§ **Exercise prompt**
Rewrite every line of the items below as a numbered list, skipping any blank lines and omitting the pictures.

§ **The input**
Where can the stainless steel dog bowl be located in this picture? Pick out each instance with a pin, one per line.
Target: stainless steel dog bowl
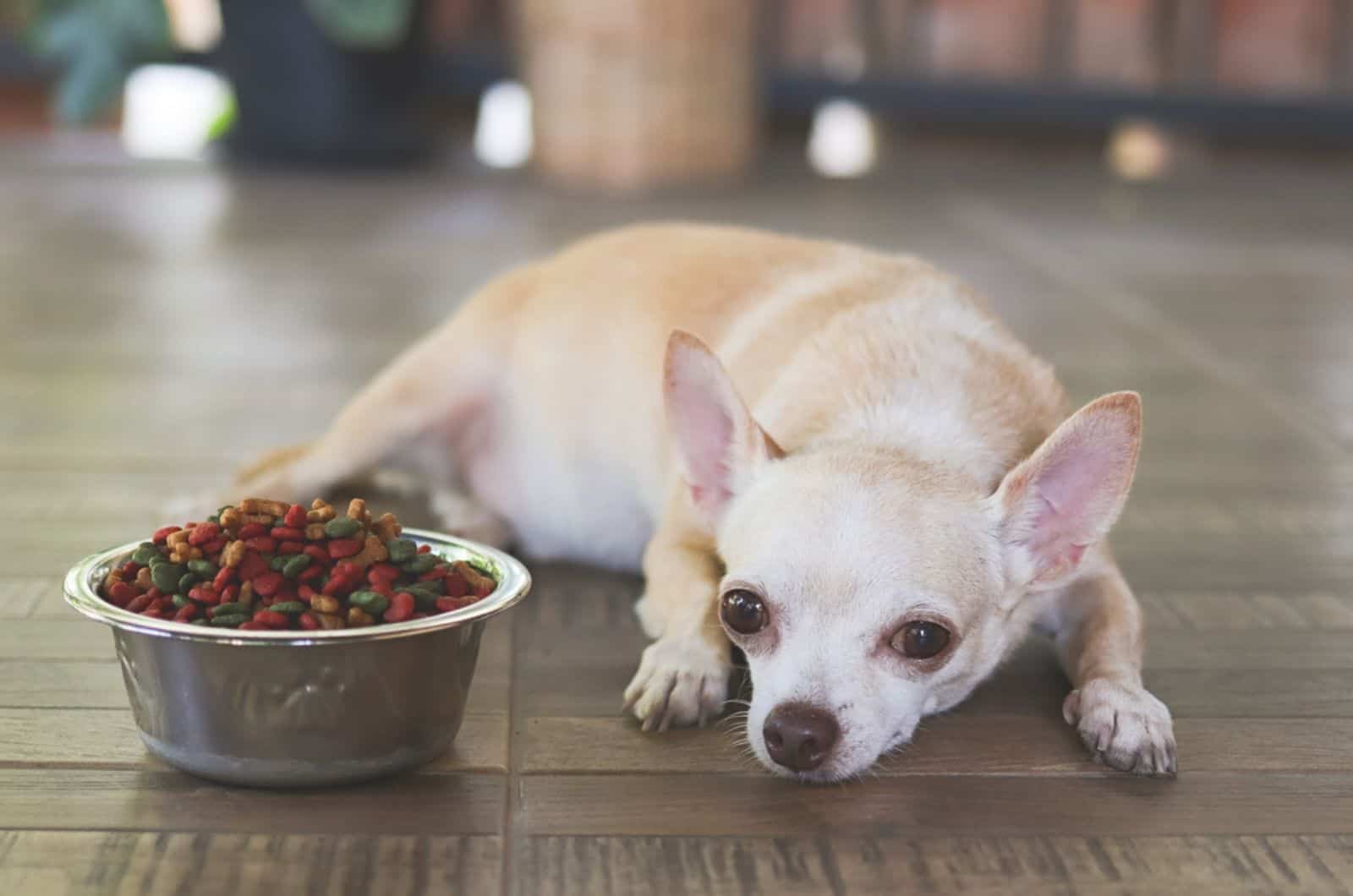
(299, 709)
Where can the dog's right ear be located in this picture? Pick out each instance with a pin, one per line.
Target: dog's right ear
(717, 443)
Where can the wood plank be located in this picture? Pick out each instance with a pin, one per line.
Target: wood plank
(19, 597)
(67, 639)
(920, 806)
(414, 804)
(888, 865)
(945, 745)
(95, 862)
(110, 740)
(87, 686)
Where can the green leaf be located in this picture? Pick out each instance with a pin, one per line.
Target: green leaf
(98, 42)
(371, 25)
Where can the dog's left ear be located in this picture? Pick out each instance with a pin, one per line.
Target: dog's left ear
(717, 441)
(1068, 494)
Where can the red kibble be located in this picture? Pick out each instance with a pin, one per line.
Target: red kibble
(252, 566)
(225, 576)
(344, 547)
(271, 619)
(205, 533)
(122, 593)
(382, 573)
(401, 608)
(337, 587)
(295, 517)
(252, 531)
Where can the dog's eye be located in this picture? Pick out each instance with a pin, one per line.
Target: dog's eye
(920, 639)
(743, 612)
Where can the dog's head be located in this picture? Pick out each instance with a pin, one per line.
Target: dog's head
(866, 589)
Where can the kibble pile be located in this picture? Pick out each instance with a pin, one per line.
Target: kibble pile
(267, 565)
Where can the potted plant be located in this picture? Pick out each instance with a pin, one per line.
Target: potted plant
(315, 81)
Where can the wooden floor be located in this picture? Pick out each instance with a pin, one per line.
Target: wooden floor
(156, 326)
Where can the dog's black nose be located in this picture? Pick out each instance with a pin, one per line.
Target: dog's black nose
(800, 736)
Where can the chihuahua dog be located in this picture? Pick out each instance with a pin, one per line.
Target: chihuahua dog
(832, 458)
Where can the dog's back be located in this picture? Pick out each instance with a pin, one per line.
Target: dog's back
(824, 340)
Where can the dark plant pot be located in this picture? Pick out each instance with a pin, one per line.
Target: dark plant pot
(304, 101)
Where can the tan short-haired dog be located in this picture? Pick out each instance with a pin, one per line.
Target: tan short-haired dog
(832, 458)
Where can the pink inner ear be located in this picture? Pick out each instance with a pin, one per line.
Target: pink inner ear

§ **Worked solution**
1. Where can the stainless steel dog bowl be located in this picture? Pick out each instance with a pin, one per line.
2. Target: stainless steel dog bowl
3. (299, 709)
4. Where can the dog's right ear be located in this picture? Pick out each instance with a pin, one per line.
5. Target: dog's right ear
6. (717, 443)
7. Where can the wood plank be located in this picture? Pick out each instance with a pin, one per line.
8. Target: wood plank
9. (19, 597)
10. (67, 639)
11. (920, 806)
12. (414, 804)
13. (888, 865)
14. (945, 745)
15. (95, 862)
16. (110, 740)
17. (87, 686)
18. Where can the green leaf be located in this picture? Pick out each instance with a pin, one per line.
19. Target: green leaf
20. (98, 42)
21. (371, 25)
22. Where can the dog's left ear be located in this picture? Pick out each instance with a pin, one per line.
23. Target: dog's left ear
24. (717, 441)
25. (1068, 494)
26. Where can the red kibble be located in this picture? Pick out each instance with a pin, one per line.
27. Target: red kibble
28. (252, 566)
29. (225, 576)
30. (344, 547)
31. (271, 619)
32. (205, 533)
33. (122, 593)
34. (382, 573)
35. (401, 608)
36. (337, 587)
37. (295, 517)
38. (252, 531)
39. Where can the dog's eye be located in this picture? Pick out each instance with a pin, one per line.
40. Target: dog's eye
41. (920, 639)
42. (743, 612)
43. Where can the dog's head be located in this picture? Pick out each instance with a pin, one per line.
44. Target: dog's head
45. (866, 589)
46. Where can the kibble pile be located in this picture? Pick out each instance with a pin, one per line.
47. Target: kibble pile
48. (267, 565)
49. Where can the potted plant be located in this picture? Pick out each instance with a pin, one per line.
50. Target: potted plant
51. (315, 81)
52. Where can the wooden floor be located in this picture? Pick out each instance with a pin, one per line.
53. Target: wooden floor
54. (156, 326)
55. Where can the dog's black nose be located in this picture? Pick out each instance with a pin, one per line.
56. Target: dog's black nose
57. (800, 736)
58. Where can the chihuahua dog be located in this picture? Pick out each instance with a pin, one per line.
59. Target: chihuahua dog
60. (832, 458)
61. Where can the dog's back be located in this picture? Pick out each instance with a pin, one per line.
62. Target: dog's back
63. (824, 340)
64. Where can the dark plant pot be located in this picture? Pick out each instance with a pin, one per line.
65. Target: dark plant pot
66. (304, 101)
67. Where can the tan short-haired dog be located in this picture? Pick out each instance with a pin, one per line.
68. Target: tan short-haired dog
69. (832, 458)
70. Where can the pink inner ear be located in this picture? Pick out each instance with a pin, one per line.
71. Target: pink inner ear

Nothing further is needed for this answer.